**Point-per-instance localization data:**
+++

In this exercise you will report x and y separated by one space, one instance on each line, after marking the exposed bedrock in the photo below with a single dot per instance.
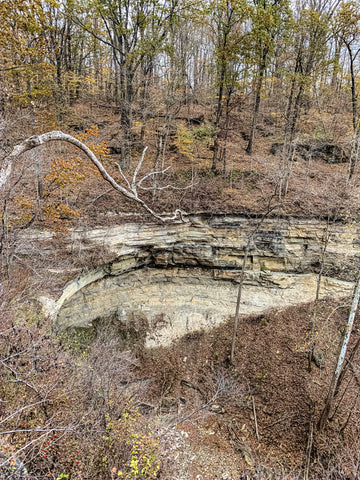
170 280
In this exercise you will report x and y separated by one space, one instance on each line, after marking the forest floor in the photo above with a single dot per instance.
250 419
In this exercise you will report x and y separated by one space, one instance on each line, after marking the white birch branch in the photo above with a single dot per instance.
130 191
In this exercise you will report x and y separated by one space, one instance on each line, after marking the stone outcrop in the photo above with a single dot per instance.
168 280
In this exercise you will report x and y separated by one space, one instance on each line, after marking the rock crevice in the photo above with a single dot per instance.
187 274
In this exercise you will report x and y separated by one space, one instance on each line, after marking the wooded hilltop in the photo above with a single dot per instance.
162 112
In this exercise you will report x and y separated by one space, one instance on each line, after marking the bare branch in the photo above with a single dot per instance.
129 191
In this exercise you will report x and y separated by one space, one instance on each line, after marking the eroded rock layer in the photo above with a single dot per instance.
168 280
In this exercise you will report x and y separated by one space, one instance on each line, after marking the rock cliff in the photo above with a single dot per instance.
168 280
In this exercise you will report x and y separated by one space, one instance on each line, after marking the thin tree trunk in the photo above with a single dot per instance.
334 384
249 148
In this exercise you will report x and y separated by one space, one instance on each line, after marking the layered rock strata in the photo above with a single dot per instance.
169 280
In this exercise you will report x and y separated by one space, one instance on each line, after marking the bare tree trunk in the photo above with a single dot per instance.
334 384
249 148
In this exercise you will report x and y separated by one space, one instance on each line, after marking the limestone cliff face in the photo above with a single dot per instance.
174 279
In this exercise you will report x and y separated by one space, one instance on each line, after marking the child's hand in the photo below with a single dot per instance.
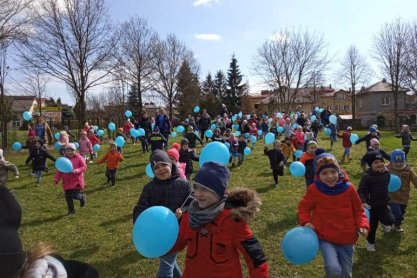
178 213
363 232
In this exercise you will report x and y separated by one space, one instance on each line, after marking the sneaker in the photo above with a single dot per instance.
370 247
82 201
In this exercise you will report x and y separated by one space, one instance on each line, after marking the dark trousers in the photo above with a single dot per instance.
111 176
379 214
277 172
70 195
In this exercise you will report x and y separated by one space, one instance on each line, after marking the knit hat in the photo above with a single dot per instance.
159 156
174 153
324 160
214 177
371 156
184 141
12 255
397 156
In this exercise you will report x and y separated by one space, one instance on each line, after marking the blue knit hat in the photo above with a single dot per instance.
214 177
397 156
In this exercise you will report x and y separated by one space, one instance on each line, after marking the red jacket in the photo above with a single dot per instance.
214 249
336 218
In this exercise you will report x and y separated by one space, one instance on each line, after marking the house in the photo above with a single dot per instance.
375 104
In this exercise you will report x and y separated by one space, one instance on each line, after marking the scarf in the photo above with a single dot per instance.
199 217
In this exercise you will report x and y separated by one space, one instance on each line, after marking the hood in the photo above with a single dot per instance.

+++

**About this exercise:** Return the records word for word, leaving every picture out of the copy.

**Solution:**
In this exercise you will report x and y separated by one space, one instance on each line, after marking the exposed bedrock in the photo below with a single dot per instance.
170 280
In this exercise you will report x and y separated by one space, one instance on each line, after marking the forest floor in the photo above with a single dot per instance.
250 419
In this exercise you will report x and y separated by one space, one instance on each line, after marking the white birch branch in the photo above with a single dot per instance.
130 191
In this exercise you will report x and y separated by one space, one instance on each line, after marking the stone outcrop in the photo above with a single dot per instance.
168 280
In this exercise you will report x and y separated by one space, one instance on each line, after marking the rock crevice in the photo above with a single dot per instance.
187 274
In this exercise you will report x and y separated by one space, one instance on each line, after marking the wooded hilltop in the photo above with a single dot per instance.
162 112
In this exercise you will report x and y separated by one space, one instance on each line, after marking the bare branch in the photo above with a single dot per instance.
129 191
In this exercise you will report x and y separated by one space, one instance on each line, after marking the eroded rock layer in the photo above with a single dot per instance.
168 280
In this exercise you will report x and y separated by one space, one instance on each line, after marking the rock cliff in the photo above with a single dot per instance.
168 280
In this exercise you will report x and y separated by one space, one instance on each line, after marking the thin tree trunk in the photo above with a single dot per instance.
334 384
249 148
In this exercise you will report x and y separated by one space, one instance on each line, after marking the layered rock strata in the photo above with a single dot per instance.
169 280
In this exercise you will report x and y separated by one space, one instance on each line, after marking the bare tree trunk in the photo above with a single dot per instance.
334 384
249 148
In this exercise you will report x and y separated by one space, one instance on each line, after marking the limestone cliff face in the photo above with a single dot per instance.
174 279
In this exercise you will report x and y separated by one space, one instance on each line, after marking the child's hand in the photo below with a single dot per instance.
178 213
363 232
In this exercise you will report x and y separated by one space, one instance on each line, after marking the sneaker in the photo above with a single dot per instance.
370 247
82 201
In this exercise you will report x and y separated by one space, one instance on each line, after marking the dark trousers in the photo above with a single dot per instance.
111 176
379 214
277 172
70 195
In this exercise you will report x and y separated by one space, one instance on each line, after marking the knit hat in the photo above with a single dot per instance.
159 156
174 153
324 160
214 177
371 156
184 141
12 255
397 156
In this exercise you will report x and y separated by one space, one instance on each line, after marking the blue knit hat in the photo above with a single dot per instance.
214 177
397 156
In this exercise you will report x and y separated by one space, one instance on each line, after marking the red jacket in the photo above with a single dot per instance.
214 249
336 218
In this exercise you will report x and y separated by one space, one instance on each line, after marking the house in the photo above with a single dot per instance.
375 104
In this exercise you will report x and y separated by one space, one instance on each line, after marking the scarf in the photo above with a single dot per instance.
199 217
In this exercise you will report x and y separated by one space, one instance on each line, after marking the hood in the photo above with a single dot per instance.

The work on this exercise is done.